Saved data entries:
_ _ _ _ _

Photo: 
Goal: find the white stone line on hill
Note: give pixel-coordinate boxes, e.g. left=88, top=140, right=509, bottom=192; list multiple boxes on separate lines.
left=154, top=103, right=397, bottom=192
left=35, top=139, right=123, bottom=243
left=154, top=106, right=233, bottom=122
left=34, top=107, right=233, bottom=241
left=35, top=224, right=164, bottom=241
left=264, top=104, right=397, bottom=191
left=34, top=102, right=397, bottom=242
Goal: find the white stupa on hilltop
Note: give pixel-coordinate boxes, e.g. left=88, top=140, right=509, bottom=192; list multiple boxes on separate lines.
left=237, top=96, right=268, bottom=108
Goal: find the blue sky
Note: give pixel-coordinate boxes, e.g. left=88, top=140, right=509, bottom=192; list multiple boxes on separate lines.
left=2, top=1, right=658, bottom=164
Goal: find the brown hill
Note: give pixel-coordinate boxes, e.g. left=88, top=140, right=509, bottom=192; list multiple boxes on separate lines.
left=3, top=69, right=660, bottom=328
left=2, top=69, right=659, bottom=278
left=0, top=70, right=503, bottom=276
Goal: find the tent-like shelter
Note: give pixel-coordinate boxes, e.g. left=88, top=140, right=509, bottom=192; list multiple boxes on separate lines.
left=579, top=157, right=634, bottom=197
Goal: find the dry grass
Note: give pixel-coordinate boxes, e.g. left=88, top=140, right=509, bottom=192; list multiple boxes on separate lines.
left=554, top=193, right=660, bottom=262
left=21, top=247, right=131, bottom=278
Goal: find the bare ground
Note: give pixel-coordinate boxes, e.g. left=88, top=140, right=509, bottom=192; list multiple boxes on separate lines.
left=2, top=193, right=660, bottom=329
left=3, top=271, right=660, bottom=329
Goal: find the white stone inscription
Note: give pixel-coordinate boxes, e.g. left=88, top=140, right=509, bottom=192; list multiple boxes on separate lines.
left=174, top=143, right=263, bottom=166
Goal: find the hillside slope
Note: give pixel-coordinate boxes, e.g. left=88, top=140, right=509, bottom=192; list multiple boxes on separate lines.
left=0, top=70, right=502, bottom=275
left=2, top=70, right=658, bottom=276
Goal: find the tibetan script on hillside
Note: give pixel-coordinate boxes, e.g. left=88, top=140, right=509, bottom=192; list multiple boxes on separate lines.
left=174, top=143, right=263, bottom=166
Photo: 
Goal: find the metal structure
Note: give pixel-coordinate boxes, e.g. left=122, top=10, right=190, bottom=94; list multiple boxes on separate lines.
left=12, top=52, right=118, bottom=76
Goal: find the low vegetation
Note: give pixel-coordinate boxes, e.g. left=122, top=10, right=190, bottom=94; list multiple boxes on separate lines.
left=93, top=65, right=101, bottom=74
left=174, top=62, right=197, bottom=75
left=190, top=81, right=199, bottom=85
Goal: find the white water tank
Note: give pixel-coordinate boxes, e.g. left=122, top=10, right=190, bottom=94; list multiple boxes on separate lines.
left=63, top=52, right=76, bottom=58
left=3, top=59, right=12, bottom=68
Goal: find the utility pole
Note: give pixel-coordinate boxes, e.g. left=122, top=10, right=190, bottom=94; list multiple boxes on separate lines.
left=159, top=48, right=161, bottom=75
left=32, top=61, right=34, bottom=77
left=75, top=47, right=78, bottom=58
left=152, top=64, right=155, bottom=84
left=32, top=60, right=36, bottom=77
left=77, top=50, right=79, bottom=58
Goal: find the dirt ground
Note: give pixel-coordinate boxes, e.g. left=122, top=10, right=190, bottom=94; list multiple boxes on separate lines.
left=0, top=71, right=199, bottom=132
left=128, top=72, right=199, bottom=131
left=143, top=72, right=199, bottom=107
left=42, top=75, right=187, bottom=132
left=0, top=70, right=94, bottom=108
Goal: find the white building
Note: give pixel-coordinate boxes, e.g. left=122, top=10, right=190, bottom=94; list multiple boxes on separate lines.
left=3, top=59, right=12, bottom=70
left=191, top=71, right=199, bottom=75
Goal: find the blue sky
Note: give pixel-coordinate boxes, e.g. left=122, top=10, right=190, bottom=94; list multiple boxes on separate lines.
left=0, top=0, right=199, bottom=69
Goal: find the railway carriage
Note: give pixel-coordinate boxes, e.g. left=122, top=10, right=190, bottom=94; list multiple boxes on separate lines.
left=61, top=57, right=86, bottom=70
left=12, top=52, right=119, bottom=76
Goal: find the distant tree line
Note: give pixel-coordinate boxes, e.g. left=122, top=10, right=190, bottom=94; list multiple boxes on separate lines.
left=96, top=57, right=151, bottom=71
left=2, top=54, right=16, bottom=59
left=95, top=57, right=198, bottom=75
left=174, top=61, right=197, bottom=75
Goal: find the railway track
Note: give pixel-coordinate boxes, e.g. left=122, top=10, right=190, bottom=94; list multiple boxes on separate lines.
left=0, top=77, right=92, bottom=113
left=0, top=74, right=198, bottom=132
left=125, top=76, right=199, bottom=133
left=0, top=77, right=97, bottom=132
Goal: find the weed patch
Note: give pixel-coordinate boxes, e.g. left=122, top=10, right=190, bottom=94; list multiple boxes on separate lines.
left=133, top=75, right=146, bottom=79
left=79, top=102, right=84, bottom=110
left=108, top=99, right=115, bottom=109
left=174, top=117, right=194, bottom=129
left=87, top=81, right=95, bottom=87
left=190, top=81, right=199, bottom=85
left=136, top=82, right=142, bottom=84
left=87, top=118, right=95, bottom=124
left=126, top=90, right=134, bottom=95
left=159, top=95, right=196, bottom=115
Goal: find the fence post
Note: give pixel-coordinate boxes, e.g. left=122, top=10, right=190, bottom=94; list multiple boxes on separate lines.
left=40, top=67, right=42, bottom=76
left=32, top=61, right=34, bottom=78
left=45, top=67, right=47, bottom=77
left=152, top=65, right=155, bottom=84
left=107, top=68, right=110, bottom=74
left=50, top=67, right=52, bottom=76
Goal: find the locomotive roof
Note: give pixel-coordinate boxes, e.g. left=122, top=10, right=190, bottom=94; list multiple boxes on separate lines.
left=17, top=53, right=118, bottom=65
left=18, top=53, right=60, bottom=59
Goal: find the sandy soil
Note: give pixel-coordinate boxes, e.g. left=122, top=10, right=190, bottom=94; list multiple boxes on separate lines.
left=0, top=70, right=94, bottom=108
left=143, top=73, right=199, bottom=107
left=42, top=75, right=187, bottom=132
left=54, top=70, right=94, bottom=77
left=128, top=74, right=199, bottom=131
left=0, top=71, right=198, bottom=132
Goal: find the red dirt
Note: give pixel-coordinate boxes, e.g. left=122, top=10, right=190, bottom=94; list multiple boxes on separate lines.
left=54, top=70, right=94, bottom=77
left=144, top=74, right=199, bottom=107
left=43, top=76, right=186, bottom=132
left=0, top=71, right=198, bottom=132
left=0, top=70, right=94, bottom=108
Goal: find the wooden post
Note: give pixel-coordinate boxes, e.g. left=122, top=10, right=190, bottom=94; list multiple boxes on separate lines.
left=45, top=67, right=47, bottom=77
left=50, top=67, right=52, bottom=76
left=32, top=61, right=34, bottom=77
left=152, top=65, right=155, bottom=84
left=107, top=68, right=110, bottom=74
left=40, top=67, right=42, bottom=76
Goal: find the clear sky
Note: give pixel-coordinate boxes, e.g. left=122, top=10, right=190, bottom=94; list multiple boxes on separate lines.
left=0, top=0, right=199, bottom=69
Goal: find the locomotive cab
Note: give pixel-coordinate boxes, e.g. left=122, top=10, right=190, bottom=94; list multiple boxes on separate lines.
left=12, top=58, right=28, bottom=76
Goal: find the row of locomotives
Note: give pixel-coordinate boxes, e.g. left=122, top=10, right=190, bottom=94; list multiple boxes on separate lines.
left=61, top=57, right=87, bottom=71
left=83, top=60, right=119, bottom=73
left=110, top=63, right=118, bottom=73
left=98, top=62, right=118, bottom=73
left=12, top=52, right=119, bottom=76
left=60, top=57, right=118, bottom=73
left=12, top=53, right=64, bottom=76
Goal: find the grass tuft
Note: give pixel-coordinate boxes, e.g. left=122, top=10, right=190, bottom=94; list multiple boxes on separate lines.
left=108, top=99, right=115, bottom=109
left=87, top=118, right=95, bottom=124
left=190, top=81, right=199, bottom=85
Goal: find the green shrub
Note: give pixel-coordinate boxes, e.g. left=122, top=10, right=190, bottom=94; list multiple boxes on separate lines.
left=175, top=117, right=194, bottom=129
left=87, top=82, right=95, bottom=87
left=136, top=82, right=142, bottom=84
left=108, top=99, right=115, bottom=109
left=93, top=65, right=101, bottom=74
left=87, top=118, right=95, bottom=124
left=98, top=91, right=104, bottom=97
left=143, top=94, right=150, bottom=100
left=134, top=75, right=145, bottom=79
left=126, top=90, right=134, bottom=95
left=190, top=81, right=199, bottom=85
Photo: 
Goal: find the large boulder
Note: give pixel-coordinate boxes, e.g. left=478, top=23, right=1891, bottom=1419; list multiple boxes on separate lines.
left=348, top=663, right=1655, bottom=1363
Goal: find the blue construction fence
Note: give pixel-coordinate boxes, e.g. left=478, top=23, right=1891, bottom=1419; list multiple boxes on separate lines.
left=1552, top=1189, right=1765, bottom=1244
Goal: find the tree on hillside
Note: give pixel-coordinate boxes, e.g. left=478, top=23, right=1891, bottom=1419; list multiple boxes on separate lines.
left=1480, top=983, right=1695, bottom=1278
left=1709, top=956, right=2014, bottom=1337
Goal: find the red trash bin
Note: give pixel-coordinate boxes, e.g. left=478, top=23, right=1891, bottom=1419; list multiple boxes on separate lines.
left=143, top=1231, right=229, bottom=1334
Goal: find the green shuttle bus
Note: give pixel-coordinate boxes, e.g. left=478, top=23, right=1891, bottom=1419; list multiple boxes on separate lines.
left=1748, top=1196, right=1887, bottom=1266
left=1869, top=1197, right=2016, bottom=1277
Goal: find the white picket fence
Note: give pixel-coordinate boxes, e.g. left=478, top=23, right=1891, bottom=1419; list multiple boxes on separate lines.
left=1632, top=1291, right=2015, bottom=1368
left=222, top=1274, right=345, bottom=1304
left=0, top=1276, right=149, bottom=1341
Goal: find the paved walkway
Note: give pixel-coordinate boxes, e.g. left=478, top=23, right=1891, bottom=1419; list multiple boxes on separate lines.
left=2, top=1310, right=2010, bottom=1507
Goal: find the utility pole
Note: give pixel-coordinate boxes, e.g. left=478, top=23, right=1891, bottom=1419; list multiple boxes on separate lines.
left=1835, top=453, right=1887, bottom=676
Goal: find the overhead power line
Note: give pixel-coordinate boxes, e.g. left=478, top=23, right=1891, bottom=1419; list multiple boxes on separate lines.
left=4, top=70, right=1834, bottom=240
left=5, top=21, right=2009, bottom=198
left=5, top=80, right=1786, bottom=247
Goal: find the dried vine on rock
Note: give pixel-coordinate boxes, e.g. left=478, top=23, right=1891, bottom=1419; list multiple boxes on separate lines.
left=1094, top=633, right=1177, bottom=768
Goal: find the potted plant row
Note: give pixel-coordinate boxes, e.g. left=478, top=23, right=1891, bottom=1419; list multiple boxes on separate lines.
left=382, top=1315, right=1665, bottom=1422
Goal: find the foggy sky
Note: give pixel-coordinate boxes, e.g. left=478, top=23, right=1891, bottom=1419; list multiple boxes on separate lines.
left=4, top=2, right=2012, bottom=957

_ _ _ _ _

- [WORK INSTRUCTIONS] Your task is to copy every line in the entries that holds the string "stone".

- [RESULT FOR THIS EXERCISE]
Goal: find the white stone line on hill
Goal: find the white stone inscription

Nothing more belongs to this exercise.